Rewrite the data below, changing every "drop a marker" to "place a pin" and keeping everything else the same.
==== Information supplied ====
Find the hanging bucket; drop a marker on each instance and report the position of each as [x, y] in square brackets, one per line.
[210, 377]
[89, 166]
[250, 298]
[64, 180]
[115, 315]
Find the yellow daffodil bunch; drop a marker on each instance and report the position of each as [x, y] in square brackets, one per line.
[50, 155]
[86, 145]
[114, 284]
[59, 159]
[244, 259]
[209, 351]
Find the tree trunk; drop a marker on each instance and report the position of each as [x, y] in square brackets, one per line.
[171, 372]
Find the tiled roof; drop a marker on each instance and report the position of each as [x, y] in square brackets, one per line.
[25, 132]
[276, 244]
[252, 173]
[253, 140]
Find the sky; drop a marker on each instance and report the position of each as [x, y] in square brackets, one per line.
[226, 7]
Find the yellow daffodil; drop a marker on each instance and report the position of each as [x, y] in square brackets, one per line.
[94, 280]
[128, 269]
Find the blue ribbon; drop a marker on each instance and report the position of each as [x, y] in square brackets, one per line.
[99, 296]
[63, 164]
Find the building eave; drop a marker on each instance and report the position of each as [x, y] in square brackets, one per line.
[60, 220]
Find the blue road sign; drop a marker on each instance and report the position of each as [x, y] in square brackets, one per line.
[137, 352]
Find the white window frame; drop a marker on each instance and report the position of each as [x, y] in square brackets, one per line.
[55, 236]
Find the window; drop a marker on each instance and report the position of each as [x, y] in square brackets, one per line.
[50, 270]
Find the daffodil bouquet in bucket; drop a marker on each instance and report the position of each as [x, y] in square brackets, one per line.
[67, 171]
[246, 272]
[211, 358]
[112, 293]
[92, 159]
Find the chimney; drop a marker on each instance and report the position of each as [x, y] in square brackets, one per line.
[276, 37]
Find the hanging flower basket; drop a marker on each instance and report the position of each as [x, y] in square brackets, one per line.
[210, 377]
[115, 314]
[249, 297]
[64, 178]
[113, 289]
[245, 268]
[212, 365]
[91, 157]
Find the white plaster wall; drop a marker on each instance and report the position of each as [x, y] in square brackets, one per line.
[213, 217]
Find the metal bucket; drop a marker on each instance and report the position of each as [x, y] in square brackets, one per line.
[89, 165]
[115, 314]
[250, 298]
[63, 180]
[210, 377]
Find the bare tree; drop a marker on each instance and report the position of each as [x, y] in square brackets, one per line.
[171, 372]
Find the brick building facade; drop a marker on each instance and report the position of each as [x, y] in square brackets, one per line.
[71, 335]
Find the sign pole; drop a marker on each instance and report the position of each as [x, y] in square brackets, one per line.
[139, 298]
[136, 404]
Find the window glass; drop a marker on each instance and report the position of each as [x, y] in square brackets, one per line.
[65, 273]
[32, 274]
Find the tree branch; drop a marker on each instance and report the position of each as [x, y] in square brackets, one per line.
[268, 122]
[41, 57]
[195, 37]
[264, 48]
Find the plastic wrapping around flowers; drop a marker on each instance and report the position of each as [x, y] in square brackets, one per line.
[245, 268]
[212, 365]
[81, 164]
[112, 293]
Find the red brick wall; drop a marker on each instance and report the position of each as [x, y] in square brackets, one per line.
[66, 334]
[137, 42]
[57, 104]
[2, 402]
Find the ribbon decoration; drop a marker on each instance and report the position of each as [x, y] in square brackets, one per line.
====
* _The solution_
Find the hanging bucket; place a pin on each instance and report the position of each as [x, y] in square brackets, one per line.
[210, 377]
[89, 166]
[250, 298]
[64, 180]
[115, 315]
Find the yellow daffodil bunch; place a pin on each instance and report the position of each as [x, y] in square brackets, one per line.
[50, 155]
[86, 145]
[114, 284]
[59, 159]
[244, 259]
[209, 351]
Find the tree trunk; place a pin on each instance and report the position of each as [x, y] in square brackets, one per line.
[171, 372]
Find the tiled roof; place a pin on each instance and report the position of each as [x, y] in square brackets, one per line.
[25, 132]
[276, 244]
[252, 173]
[253, 140]
Find the sky; place a pin on each instance and report the position of each as [x, y] in square brackets, one per line.
[226, 7]
Find the yellow daffodil; place a pin on each instance and report the position of each as [x, y] in square brackets, one per line.
[94, 280]
[128, 269]
Find the blue ribbon; place a pin on each instance and report the position of each as [x, y] in square brackets, one per line.
[99, 296]
[63, 164]
Find the building eave; place a pin on each instance and report the position of each as [x, y] in square brackets, one per line.
[60, 220]
Find the blue road sign; place a pin on each instance and report the position of each as [x, y] in square brackets, one per line.
[137, 352]
Find the white window frame; place a pin on each instance and report the position of each as [x, y] in square brackets, one per line.
[55, 236]
Find the window; place a pin on each instance and report the position of each as [x, y] in square brackets, one per line.
[50, 270]
Find the daffodil bouquet in bucket; place a pin on each instance and report the position of each as [x, y] in square brackets, one per line.
[67, 171]
[246, 272]
[211, 358]
[112, 293]
[92, 159]
Find the chimney; place a pin on each instance and report the position of each as [x, y] in square brackets, one per line.
[276, 37]
Find the hanging flower basket; place a pin on each instance and report the position of each as [x, y] in square brackets, one per line.
[210, 377]
[115, 314]
[249, 297]
[64, 178]
[113, 289]
[245, 268]
[212, 365]
[91, 157]
Find the white plaster wall; place a pin on each instance and report the position of each as [x, y] in square brackets, one per line.
[213, 217]
Find the metal bucket; place a pin on each instance and report the position of each as [x, y] in square brackets, one per line.
[89, 165]
[115, 314]
[250, 298]
[63, 180]
[210, 377]
Find the bare tree; place a pin on each instance and report the position of each as [x, y] in square brackets, one per line.
[171, 372]
Find the brick building facade; place a pin on each instance and report the position of each as [x, y] in square brackets, one per line.
[71, 335]
Find the sign pole; place a pin on each instance and report the position of each as [x, y] in square brackets, one per line.
[139, 298]
[136, 404]
Find the window glass; place a pin on each instance and report the position of each as [x, y] in square brackets, one per line.
[65, 273]
[32, 274]
Find the tree branch; place a pin on each instance and report the position of each as [x, y] in square brackets, one per line.
[268, 122]
[41, 57]
[195, 37]
[264, 48]
Find the plastic wrapping around flowers; place a pin on each instance and report the position of each as [x, y] in square brackets, one per line.
[245, 268]
[212, 365]
[81, 164]
[112, 293]
Find the red brick wall; place a pin on each instance and report the position of each as [x, y] in square brackets, one per line.
[66, 334]
[137, 42]
[57, 104]
[2, 402]
Find the ribbon decoration; place a pin on each instance and report the position of each as [x, y] in square brackets, one per line.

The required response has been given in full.